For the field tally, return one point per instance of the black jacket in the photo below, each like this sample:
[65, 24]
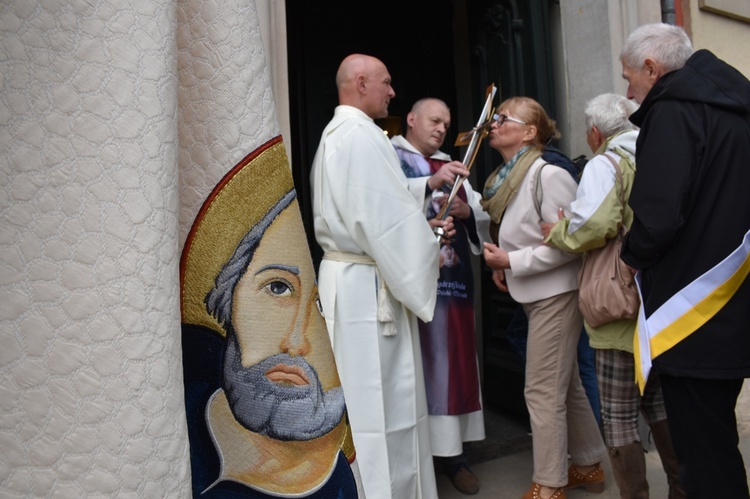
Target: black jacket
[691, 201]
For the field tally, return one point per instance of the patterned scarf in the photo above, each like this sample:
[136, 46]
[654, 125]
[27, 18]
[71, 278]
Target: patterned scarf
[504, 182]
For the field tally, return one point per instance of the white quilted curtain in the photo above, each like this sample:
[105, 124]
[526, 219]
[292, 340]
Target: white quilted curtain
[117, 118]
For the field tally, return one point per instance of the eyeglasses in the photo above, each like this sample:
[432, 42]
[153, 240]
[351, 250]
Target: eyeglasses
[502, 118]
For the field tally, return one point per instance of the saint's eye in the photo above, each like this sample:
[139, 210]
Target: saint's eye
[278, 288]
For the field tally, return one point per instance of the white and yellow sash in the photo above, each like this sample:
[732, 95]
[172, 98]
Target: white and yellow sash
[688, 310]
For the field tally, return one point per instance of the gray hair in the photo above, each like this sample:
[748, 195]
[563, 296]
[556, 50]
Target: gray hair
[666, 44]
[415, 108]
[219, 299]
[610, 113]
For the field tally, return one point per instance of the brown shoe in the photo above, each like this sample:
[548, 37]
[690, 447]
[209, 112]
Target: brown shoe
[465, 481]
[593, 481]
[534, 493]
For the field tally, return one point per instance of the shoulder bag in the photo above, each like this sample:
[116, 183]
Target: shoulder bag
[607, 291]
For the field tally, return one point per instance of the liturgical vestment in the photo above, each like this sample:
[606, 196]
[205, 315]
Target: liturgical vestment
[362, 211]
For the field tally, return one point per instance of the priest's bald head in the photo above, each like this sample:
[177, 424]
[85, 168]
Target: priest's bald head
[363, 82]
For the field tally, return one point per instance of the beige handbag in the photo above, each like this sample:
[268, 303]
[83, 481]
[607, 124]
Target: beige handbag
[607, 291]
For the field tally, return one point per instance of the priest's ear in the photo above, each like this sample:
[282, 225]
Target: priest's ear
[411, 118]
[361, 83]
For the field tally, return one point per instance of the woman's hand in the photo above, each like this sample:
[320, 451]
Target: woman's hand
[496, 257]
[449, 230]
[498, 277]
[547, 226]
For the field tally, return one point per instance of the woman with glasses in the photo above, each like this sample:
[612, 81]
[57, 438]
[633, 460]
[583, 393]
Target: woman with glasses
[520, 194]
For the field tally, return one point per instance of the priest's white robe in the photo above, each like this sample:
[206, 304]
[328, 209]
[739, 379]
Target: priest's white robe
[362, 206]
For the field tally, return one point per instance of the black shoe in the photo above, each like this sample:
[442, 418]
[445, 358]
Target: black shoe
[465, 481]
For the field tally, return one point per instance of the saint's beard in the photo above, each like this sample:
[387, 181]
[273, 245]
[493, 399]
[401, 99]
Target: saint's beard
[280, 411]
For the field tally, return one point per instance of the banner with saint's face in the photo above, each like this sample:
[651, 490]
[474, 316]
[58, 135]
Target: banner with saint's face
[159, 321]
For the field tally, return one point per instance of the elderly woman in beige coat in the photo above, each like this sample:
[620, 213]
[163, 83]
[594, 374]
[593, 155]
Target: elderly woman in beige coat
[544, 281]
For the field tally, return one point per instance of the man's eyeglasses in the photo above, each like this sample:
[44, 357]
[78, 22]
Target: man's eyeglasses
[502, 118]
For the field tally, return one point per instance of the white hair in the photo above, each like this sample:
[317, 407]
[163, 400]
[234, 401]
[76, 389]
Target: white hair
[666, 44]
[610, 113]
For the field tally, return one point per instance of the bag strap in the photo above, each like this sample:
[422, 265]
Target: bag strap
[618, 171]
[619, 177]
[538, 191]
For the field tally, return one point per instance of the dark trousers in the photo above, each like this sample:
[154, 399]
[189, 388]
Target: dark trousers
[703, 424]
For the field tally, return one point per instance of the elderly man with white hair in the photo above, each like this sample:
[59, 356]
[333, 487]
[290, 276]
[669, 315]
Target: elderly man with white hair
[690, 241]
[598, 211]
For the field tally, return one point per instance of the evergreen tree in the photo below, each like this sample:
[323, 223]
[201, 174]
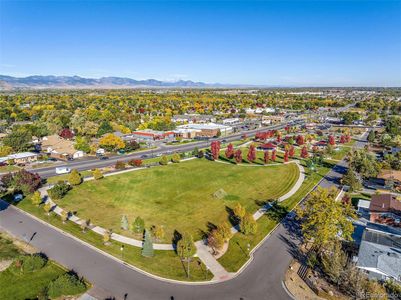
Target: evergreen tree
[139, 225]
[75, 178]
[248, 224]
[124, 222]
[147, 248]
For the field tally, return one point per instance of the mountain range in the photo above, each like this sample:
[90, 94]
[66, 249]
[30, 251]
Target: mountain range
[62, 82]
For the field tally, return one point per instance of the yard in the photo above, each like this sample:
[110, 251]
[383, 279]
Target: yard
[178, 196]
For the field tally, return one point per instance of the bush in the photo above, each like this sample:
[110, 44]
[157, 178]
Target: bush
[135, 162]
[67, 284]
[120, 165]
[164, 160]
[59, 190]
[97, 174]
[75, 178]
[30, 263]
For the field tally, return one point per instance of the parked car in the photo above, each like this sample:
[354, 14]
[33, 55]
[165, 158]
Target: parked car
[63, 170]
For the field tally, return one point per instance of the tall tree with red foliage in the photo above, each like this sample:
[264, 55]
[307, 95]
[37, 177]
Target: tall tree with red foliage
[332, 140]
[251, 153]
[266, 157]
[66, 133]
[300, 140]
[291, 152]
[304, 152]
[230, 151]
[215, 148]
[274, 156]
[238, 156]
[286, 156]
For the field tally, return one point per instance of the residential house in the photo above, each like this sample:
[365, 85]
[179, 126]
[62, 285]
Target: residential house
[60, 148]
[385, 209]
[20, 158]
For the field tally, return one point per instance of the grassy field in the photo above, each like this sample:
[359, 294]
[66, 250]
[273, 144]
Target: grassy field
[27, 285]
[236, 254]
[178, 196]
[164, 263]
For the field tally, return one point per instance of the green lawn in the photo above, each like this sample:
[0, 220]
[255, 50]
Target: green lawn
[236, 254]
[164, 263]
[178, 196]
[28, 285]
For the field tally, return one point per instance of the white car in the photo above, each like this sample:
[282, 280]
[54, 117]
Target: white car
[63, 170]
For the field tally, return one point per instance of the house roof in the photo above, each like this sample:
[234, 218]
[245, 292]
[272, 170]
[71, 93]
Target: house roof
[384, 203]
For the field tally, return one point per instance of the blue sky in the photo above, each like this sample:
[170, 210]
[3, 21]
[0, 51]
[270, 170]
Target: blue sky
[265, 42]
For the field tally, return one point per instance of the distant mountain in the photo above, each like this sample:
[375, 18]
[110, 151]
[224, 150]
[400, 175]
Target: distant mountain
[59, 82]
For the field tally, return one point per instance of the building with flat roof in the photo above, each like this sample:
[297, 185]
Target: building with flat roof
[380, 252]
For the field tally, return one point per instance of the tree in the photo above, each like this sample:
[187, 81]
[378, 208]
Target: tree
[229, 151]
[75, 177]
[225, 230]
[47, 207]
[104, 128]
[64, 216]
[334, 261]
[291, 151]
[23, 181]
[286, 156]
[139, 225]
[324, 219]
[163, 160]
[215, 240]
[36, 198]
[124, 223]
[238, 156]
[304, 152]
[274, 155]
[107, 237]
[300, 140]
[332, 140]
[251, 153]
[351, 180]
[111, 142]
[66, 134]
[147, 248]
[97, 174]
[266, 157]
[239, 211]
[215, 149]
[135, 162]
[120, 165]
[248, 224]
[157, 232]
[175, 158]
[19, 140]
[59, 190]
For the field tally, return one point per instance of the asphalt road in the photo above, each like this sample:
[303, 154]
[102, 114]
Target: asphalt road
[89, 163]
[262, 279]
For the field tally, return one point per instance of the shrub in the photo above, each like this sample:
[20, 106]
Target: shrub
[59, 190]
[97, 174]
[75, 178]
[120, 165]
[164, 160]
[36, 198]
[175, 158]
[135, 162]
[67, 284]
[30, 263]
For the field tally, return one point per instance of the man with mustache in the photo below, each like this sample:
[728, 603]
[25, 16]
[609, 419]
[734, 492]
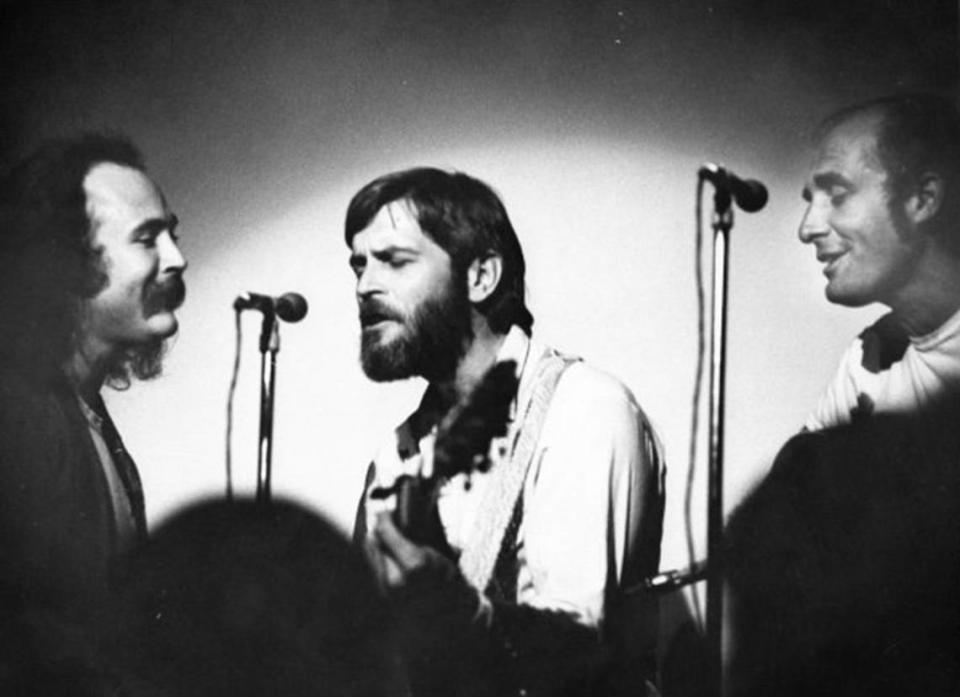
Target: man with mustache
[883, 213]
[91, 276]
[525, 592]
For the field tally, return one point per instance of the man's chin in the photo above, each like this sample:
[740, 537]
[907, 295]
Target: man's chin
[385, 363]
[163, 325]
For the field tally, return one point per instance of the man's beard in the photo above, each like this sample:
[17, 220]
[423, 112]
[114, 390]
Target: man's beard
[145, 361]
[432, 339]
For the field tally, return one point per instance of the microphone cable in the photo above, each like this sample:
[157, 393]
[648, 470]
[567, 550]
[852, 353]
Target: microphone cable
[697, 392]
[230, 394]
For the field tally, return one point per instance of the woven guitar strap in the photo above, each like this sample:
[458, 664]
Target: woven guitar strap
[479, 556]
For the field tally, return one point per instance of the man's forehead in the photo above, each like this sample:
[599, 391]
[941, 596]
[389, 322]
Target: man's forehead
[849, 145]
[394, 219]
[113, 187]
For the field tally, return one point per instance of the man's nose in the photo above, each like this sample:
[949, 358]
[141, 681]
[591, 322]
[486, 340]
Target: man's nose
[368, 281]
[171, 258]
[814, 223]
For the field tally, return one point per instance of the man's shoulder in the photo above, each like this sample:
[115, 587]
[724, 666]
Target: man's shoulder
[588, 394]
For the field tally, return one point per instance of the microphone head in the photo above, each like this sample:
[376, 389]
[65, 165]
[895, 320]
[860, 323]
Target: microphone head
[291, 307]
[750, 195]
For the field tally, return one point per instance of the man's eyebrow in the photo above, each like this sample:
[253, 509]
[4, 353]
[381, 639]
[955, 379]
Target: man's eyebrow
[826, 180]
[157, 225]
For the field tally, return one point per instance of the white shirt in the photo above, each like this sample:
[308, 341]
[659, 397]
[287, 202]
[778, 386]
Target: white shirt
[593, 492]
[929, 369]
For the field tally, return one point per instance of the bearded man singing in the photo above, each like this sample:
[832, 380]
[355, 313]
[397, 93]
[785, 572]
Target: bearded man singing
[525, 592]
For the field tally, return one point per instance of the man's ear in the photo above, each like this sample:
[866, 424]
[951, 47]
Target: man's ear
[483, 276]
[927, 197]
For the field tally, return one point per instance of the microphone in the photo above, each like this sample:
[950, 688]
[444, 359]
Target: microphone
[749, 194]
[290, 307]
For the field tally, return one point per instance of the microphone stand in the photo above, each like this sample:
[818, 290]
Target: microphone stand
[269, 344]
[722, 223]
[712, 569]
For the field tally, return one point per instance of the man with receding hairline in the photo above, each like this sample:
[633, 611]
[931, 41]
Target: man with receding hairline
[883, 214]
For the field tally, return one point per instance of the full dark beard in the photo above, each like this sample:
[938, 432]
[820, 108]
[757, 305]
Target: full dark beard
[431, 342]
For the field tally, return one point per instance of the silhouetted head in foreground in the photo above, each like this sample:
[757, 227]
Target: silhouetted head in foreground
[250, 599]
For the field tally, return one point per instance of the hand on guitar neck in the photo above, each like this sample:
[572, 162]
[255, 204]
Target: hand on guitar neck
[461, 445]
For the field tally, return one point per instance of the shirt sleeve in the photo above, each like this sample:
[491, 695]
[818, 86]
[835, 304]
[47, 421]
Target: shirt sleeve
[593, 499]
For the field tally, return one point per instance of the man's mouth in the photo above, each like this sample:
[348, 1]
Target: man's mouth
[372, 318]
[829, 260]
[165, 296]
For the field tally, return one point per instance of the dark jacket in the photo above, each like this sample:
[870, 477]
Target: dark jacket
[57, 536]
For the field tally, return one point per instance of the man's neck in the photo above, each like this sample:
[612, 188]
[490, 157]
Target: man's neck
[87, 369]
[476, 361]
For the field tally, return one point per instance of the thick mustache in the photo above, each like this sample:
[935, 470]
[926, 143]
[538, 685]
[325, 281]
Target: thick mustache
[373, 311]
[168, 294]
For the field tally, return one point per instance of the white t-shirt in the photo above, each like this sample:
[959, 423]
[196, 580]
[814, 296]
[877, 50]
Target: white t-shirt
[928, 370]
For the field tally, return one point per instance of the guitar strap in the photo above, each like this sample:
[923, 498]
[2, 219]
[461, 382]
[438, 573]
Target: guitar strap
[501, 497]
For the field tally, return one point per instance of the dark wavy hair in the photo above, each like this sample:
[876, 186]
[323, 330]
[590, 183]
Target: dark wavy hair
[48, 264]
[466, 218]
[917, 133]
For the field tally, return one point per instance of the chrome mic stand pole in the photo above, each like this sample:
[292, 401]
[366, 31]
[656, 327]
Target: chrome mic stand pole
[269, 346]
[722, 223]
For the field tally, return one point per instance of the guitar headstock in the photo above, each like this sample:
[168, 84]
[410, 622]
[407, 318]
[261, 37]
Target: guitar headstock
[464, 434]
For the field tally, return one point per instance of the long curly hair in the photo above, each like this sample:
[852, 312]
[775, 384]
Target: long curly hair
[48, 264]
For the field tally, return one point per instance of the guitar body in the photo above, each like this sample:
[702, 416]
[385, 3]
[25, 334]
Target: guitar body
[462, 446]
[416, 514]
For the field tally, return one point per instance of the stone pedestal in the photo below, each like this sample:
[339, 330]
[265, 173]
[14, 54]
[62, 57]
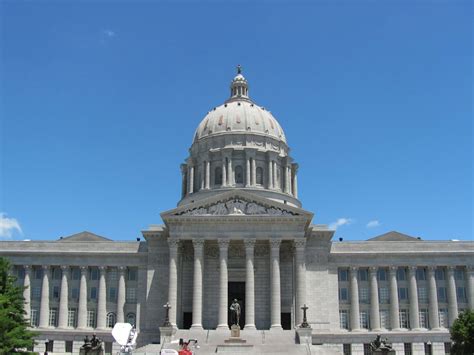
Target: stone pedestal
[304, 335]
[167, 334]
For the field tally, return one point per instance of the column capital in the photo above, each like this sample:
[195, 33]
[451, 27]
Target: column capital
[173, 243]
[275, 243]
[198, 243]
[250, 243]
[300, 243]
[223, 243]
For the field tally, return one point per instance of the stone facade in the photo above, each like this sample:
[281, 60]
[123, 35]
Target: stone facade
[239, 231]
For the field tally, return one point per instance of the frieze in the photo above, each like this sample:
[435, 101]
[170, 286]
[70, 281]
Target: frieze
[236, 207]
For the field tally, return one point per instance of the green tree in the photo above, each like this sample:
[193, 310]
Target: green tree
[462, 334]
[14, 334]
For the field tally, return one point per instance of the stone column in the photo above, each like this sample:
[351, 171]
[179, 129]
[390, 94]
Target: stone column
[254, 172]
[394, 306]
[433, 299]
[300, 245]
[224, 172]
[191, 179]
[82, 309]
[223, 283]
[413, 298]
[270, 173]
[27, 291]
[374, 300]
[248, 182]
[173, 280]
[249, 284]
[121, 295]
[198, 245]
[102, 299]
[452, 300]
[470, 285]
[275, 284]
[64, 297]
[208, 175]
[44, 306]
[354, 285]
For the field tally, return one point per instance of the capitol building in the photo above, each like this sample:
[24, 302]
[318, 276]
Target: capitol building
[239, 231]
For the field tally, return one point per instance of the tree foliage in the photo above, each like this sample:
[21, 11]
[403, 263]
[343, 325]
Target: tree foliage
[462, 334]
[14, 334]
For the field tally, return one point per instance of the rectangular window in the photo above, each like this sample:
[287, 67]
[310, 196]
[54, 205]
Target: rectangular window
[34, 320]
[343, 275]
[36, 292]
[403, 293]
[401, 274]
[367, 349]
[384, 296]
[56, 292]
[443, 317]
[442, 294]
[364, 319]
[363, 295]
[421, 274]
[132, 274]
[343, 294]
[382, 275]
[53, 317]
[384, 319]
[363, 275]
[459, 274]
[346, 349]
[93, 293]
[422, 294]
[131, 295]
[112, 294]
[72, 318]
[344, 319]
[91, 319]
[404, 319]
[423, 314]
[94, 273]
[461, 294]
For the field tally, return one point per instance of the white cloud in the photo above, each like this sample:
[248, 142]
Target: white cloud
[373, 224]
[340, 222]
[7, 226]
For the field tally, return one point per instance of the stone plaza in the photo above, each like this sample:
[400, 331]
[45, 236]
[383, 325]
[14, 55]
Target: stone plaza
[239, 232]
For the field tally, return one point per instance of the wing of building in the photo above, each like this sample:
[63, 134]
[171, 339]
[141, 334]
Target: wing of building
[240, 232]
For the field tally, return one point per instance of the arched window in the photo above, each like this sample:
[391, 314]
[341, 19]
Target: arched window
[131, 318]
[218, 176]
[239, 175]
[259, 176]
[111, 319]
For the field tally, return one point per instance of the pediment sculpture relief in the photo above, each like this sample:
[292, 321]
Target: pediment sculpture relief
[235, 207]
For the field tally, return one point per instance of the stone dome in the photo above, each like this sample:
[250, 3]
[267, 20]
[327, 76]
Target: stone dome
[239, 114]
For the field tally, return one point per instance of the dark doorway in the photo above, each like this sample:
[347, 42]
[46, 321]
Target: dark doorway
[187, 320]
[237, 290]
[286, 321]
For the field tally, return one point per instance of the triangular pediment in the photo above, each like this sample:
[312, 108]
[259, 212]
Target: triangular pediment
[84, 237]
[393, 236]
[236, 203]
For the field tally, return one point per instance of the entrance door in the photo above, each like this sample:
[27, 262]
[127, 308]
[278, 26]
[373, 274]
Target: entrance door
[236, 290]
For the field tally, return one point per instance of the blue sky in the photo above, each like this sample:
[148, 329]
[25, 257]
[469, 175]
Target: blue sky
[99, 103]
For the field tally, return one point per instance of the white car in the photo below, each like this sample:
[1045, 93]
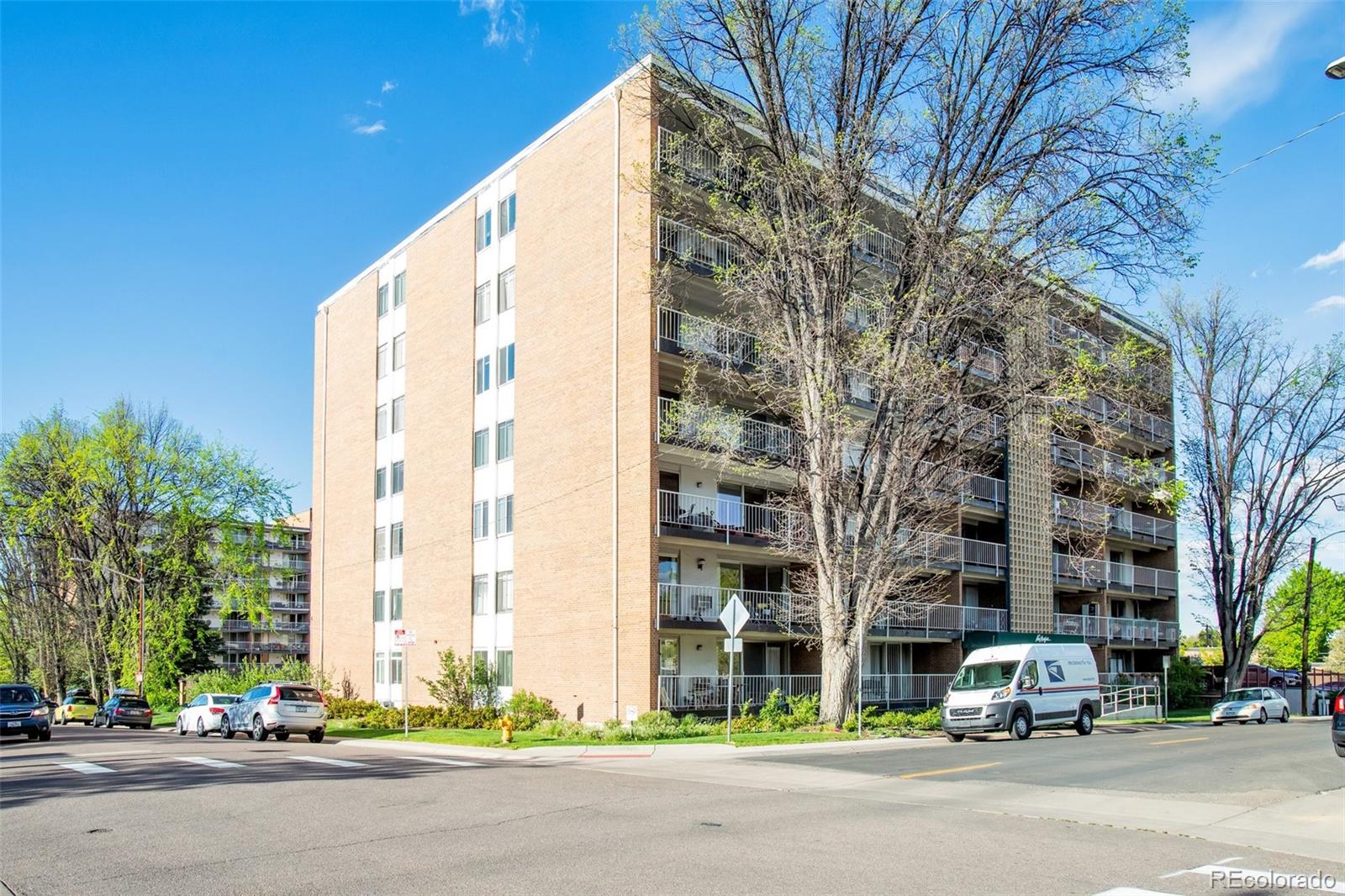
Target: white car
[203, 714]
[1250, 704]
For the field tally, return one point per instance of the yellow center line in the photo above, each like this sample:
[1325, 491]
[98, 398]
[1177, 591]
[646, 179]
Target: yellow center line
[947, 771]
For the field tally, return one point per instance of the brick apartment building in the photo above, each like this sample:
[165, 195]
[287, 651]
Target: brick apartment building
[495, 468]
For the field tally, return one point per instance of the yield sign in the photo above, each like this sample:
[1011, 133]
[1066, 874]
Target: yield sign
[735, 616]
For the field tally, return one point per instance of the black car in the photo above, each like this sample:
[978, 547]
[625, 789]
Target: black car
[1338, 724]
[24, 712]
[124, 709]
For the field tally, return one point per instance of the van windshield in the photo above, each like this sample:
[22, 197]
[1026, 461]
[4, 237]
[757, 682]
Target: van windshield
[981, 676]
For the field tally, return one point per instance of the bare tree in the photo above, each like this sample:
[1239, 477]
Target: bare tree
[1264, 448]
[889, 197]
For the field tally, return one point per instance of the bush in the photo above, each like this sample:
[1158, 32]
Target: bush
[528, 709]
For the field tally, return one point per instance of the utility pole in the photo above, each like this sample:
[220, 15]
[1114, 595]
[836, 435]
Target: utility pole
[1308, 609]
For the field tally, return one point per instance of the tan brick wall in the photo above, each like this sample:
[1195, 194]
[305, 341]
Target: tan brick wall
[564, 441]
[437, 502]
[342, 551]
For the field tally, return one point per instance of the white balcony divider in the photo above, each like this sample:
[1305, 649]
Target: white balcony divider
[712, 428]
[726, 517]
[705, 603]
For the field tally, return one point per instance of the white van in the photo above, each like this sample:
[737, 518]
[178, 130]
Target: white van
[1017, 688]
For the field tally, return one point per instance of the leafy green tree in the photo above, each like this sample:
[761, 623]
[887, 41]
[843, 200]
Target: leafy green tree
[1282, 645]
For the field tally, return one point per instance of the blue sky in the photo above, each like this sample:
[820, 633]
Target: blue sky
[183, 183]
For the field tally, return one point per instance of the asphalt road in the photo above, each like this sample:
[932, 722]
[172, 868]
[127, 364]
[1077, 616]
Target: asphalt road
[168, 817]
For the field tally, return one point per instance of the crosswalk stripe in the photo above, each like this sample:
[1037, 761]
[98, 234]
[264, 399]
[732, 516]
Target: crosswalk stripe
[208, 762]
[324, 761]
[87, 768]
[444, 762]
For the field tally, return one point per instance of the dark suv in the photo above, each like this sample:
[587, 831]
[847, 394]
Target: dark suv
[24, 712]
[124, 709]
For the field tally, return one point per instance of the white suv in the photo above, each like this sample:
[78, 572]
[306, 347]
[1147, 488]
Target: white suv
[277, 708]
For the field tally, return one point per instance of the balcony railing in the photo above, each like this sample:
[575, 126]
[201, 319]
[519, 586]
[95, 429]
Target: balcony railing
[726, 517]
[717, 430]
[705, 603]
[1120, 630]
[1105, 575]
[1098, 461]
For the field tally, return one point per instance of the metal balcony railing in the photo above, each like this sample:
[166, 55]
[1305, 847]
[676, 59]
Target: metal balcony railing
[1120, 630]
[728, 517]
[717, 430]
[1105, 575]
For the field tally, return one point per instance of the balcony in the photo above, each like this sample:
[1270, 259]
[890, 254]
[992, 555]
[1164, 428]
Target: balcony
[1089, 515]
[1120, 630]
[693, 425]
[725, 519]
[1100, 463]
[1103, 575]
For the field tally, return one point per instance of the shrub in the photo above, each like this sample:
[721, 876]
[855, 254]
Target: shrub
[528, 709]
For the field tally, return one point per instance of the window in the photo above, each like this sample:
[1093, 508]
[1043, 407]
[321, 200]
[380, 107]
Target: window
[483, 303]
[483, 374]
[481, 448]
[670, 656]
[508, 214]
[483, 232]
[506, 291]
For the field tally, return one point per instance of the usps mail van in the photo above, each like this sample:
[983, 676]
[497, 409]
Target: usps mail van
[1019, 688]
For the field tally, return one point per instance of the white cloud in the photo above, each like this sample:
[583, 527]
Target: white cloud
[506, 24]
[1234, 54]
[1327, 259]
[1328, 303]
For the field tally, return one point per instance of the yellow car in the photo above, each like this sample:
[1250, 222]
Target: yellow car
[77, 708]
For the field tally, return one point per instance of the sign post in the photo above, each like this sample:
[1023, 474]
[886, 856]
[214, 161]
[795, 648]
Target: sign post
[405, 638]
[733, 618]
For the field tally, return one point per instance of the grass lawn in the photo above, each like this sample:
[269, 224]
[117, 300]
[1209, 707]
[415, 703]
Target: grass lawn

----

Problem to solve: Quote exactly the line containing "the yellow car" and every later line through the end of the listing, and no other lines.

Result:
For the field tally, return one point per instance of the yellow car in the photo above, each like this sample:
[1250, 222]
Target: yellow car
[77, 708]
For the field tally, return one point per instance of the sign post in the photo above, each like this sample:
[1023, 474]
[886, 856]
[214, 161]
[795, 648]
Target: sign post
[405, 638]
[733, 618]
For the field tally, return one point per instance of the grass lawn in the photo above, each like this sample:
[269, 224]
[117, 300]
[1209, 707]
[415, 703]
Target: grass lawn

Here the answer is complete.